Transcribe the material in full, exactly as written.

□ □ □ □

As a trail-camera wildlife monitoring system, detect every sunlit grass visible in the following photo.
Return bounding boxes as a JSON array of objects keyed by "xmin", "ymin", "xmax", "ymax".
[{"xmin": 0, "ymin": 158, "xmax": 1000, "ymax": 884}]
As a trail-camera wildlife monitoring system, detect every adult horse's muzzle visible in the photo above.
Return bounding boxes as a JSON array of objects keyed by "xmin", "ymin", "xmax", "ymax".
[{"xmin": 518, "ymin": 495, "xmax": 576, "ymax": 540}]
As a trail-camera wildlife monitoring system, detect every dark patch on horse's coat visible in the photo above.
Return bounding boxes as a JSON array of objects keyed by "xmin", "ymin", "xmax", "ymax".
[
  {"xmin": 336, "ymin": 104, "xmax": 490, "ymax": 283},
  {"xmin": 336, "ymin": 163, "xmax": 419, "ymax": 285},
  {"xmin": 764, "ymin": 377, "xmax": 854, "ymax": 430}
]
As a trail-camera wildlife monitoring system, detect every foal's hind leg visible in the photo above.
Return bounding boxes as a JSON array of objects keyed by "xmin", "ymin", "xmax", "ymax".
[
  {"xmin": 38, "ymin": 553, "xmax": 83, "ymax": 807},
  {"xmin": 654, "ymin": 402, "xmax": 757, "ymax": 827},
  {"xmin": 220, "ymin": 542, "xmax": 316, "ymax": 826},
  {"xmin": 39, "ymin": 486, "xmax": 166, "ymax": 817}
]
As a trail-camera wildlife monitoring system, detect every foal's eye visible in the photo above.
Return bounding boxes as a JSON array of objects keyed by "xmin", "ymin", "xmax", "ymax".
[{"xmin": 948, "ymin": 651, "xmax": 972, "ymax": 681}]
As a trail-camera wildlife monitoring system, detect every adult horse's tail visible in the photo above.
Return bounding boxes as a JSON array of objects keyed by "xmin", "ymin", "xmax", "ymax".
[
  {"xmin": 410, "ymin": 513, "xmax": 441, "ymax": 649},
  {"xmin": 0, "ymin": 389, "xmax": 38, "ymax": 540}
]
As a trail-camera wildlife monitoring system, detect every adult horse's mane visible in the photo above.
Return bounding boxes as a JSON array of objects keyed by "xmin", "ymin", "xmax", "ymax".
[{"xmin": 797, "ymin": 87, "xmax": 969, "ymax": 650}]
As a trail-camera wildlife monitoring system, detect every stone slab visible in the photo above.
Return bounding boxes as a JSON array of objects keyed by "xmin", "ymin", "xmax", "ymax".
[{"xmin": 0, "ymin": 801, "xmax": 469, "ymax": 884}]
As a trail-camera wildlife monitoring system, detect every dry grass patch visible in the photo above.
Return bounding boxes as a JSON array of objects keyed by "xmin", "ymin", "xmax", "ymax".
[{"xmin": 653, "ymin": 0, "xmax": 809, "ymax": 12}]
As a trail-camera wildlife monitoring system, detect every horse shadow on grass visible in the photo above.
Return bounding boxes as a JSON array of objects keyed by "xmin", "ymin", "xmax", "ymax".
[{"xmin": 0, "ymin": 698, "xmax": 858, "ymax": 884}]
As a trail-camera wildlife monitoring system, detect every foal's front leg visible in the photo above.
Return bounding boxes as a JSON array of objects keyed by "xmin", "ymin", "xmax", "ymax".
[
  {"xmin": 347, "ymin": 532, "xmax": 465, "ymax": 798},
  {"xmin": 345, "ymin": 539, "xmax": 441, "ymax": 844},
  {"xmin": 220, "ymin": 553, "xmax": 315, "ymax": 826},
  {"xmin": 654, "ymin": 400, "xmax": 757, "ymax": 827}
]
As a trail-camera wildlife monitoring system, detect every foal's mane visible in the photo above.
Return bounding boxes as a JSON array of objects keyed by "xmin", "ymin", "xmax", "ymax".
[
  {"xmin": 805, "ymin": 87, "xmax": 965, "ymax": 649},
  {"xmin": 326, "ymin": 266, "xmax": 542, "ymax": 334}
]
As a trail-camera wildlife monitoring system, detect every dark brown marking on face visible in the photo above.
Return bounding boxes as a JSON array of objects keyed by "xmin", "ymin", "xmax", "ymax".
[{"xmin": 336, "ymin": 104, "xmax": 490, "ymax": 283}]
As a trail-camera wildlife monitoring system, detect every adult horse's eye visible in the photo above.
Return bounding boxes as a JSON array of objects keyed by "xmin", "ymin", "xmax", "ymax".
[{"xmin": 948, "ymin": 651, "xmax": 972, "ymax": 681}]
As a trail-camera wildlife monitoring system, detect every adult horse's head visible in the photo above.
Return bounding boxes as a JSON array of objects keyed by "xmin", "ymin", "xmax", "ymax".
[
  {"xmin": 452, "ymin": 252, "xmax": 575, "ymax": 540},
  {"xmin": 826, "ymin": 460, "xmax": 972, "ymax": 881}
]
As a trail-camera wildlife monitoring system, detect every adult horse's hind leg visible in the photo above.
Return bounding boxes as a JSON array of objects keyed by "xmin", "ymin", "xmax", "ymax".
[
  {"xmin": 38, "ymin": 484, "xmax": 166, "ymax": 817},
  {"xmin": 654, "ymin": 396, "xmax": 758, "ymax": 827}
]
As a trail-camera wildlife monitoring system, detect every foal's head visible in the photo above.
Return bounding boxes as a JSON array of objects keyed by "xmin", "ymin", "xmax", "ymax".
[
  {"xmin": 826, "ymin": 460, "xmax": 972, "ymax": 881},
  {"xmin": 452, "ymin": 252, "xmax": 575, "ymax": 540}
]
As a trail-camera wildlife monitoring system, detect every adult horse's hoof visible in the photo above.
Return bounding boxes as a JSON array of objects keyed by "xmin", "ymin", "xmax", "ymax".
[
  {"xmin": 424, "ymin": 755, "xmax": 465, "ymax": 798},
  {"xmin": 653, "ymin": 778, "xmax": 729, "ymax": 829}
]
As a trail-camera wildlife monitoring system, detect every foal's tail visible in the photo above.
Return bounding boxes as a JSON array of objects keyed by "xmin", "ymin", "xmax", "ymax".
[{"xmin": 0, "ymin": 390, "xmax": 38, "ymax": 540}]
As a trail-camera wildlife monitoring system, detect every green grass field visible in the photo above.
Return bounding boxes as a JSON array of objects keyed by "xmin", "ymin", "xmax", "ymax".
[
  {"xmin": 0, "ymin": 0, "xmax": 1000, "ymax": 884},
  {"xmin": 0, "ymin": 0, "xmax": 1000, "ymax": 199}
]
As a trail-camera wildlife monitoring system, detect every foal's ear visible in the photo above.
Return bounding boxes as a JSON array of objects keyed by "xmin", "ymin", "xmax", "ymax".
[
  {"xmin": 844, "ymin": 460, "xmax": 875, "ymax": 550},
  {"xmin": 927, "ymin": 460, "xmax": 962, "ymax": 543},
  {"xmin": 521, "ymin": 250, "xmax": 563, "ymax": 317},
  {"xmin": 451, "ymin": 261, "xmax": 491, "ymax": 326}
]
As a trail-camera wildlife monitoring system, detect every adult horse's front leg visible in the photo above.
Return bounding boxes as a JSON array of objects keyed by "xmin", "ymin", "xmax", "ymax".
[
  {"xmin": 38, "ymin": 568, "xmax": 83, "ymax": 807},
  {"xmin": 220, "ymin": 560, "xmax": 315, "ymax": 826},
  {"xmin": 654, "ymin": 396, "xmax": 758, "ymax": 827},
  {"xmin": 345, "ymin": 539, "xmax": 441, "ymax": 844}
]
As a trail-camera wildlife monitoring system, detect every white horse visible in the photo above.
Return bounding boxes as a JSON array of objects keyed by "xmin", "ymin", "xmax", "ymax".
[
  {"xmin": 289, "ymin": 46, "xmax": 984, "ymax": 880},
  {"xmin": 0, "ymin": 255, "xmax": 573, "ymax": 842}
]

□ □ □ □

= Result =
As a trail-camera wildlife monitoring system, detect every sunlit grass visible in the following photo.
Return bounding boxes as a JSON array of objects keyed by "xmin", "ymin", "xmax", "ymax".
[{"xmin": 0, "ymin": 158, "xmax": 1000, "ymax": 884}]
As a trail-camera wildlife monitoring system, detect every adult horse's muzzle visible in the photo above.
Return bounding boxes as a JSON array of objects keyed by "xmin", "ymin", "xmax", "ymax".
[{"xmin": 518, "ymin": 495, "xmax": 576, "ymax": 540}]
As a trail-camera wildlife monitoring system, detect every dark patch on horse's coat visible in the photo above.
Return bounding boxes as a JSON array of objects keyed by "xmin", "ymin", "xmax", "ymax".
[
  {"xmin": 336, "ymin": 104, "xmax": 490, "ymax": 283},
  {"xmin": 336, "ymin": 163, "xmax": 419, "ymax": 285},
  {"xmin": 764, "ymin": 377, "xmax": 854, "ymax": 430}
]
As a trail-camera wildlife monitoring system, detect every foal's hind leg visible in the photo above.
Return bounding boxes as a JSON array of objects keyed by "xmin", "ymin", "xmax", "ymax".
[
  {"xmin": 38, "ymin": 553, "xmax": 83, "ymax": 807},
  {"xmin": 654, "ymin": 402, "xmax": 757, "ymax": 827},
  {"xmin": 220, "ymin": 542, "xmax": 316, "ymax": 826},
  {"xmin": 39, "ymin": 486, "xmax": 166, "ymax": 817}
]
As a trail-camera wildlife monitoring system, detect every foal's eye visible in the photo above.
Return bounding boxes as a JSON array of objects keyed by "xmin", "ymin", "xmax", "ymax".
[{"xmin": 948, "ymin": 651, "xmax": 972, "ymax": 681}]
As a trail-camera wildlife monitoring system, detect every adult horse's tail visible in the photo above.
Return bounding boxes as a JSON array of objects keyed by "xmin", "ymin", "xmax", "ymax".
[
  {"xmin": 410, "ymin": 513, "xmax": 441, "ymax": 649},
  {"xmin": 0, "ymin": 389, "xmax": 38, "ymax": 540}
]
As a trail-camera wildlife monitoring system, detect every adult horse's mane visible in the photo above.
Return bounding boxes as a JSON array of objects keyed by "xmin", "ymin", "xmax", "ymax".
[{"xmin": 797, "ymin": 87, "xmax": 969, "ymax": 650}]
As a trail-camera wildlife monitoring system, detect every stone slab visible in the photo above.
Return bounding boxes as a JSON array of objects keyed by "xmin", "ymin", "xmax", "ymax".
[{"xmin": 0, "ymin": 801, "xmax": 469, "ymax": 884}]
As a trail-camera wildlife monitoring system, detect every dry grass patch visible in the photo above.
Return bounding boxes as a JSON array of objects keyed by "xmin", "ymin", "xmax", "ymax".
[{"xmin": 653, "ymin": 0, "xmax": 809, "ymax": 12}]
As a trail-camera wildlife monitoring system, detect every horse shadow on grass visible in the photo above.
Return bounding boxes as a JSON array of objects keyed by "xmin", "ymin", "xmax", "ymax".
[{"xmin": 0, "ymin": 698, "xmax": 858, "ymax": 884}]
As a trail-camera wildlife monitoring system, detect every foal's front leg visible in the photo above.
Return bounding boxes as a JSON array of objects keyed by "xmin", "ymin", "xmax", "ymax".
[
  {"xmin": 347, "ymin": 532, "xmax": 465, "ymax": 798},
  {"xmin": 345, "ymin": 539, "xmax": 441, "ymax": 844},
  {"xmin": 220, "ymin": 553, "xmax": 315, "ymax": 826},
  {"xmin": 654, "ymin": 400, "xmax": 757, "ymax": 827}
]
As a trail-camera wildlife monitoring system, detect every foal's mane visible in the photo above.
Return bounding boxes as a JSON array of objects keyed by "xmin", "ymin", "xmax", "ymax".
[
  {"xmin": 805, "ymin": 87, "xmax": 965, "ymax": 649},
  {"xmin": 326, "ymin": 266, "xmax": 542, "ymax": 334}
]
As a trail-camera wildlife monitoring system, detect every dark brown marking on face visible in the photo above.
Return bounding boxes as a JSON array of objects keyed by "xmin", "ymin", "xmax", "ymax".
[{"xmin": 336, "ymin": 104, "xmax": 490, "ymax": 283}]
As a trail-camera wildlife monitoring system, detect every adult horse's eye visible in the photo above.
Return bounding boxes as a JSON array of objects keyed by "xmin", "ymin", "xmax", "ymax".
[{"xmin": 948, "ymin": 651, "xmax": 972, "ymax": 681}]
As a trail-camera wildlife monitoring system, detect every adult horse's head visible in the photo above.
Return bounding boxes as a JSON array of objects keyed by "xmin", "ymin", "xmax", "ymax".
[
  {"xmin": 452, "ymin": 252, "xmax": 575, "ymax": 540},
  {"xmin": 826, "ymin": 460, "xmax": 972, "ymax": 881}
]
As a trail-camera wildlife monitoring system, detect every adult horse's hind leg visible in the photo above.
Return bounding boxes as a JSON array of objects keyed by "xmin", "ymin", "xmax", "ymax".
[
  {"xmin": 38, "ymin": 484, "xmax": 166, "ymax": 817},
  {"xmin": 654, "ymin": 396, "xmax": 758, "ymax": 827}
]
As a trail-camera wildlife monitoring system, detect every foal's head visible in the photo above.
Return bounding boxes as a JSON array of objects keyed by "xmin", "ymin", "xmax", "ymax".
[
  {"xmin": 826, "ymin": 460, "xmax": 972, "ymax": 881},
  {"xmin": 452, "ymin": 252, "xmax": 575, "ymax": 540}
]
As a trail-camera wildlife monitoring system, detect every adult horse's hoof visible in the photo above.
Return bounding boxes as a JSON array of objects keyed by "xmin", "ymin", "xmax", "ymax".
[
  {"xmin": 424, "ymin": 755, "xmax": 465, "ymax": 798},
  {"xmin": 653, "ymin": 778, "xmax": 729, "ymax": 829}
]
As a trail-camera wildlife monitoring system, detect every foal's tail visible in the photo above.
Return bounding boxes as a JSON array of objects keyed by "xmin", "ymin", "xmax", "ymax".
[{"xmin": 0, "ymin": 390, "xmax": 38, "ymax": 540}]
As a trail-camera wildlife monitoring system, detect every green grass field visible in the photo above.
Return bounding boxes as a JSON array of objects keyed by "xmin", "ymin", "xmax", "ymax".
[
  {"xmin": 0, "ymin": 0, "xmax": 1000, "ymax": 884},
  {"xmin": 0, "ymin": 0, "xmax": 1000, "ymax": 199}
]
As a trail-camera wildlife monitoring system, detect every foal's ear visible in the photo above.
Return bounding boxes as a JSON array of objects keyed by "xmin", "ymin", "xmax", "ymax".
[
  {"xmin": 844, "ymin": 460, "xmax": 875, "ymax": 550},
  {"xmin": 927, "ymin": 460, "xmax": 962, "ymax": 543},
  {"xmin": 521, "ymin": 250, "xmax": 563, "ymax": 317},
  {"xmin": 451, "ymin": 261, "xmax": 491, "ymax": 326}
]
As a trail-camera wildlife monitoring system, detect every adult horse's front leg visible in the photo above.
Return bounding boxes as a JSON array of objects keyed by "xmin", "ymin", "xmax", "ymax".
[
  {"xmin": 38, "ymin": 568, "xmax": 83, "ymax": 807},
  {"xmin": 220, "ymin": 560, "xmax": 315, "ymax": 826},
  {"xmin": 654, "ymin": 396, "xmax": 758, "ymax": 827},
  {"xmin": 345, "ymin": 539, "xmax": 441, "ymax": 844}
]
As a trail-camera wildlife monitoring system, detect every white horse visible in the photo above.
Return bounding boxes as a JSON array of objects keyed by "xmin", "ymin", "xmax", "ymax".
[
  {"xmin": 289, "ymin": 46, "xmax": 984, "ymax": 880},
  {"xmin": 0, "ymin": 255, "xmax": 573, "ymax": 842}
]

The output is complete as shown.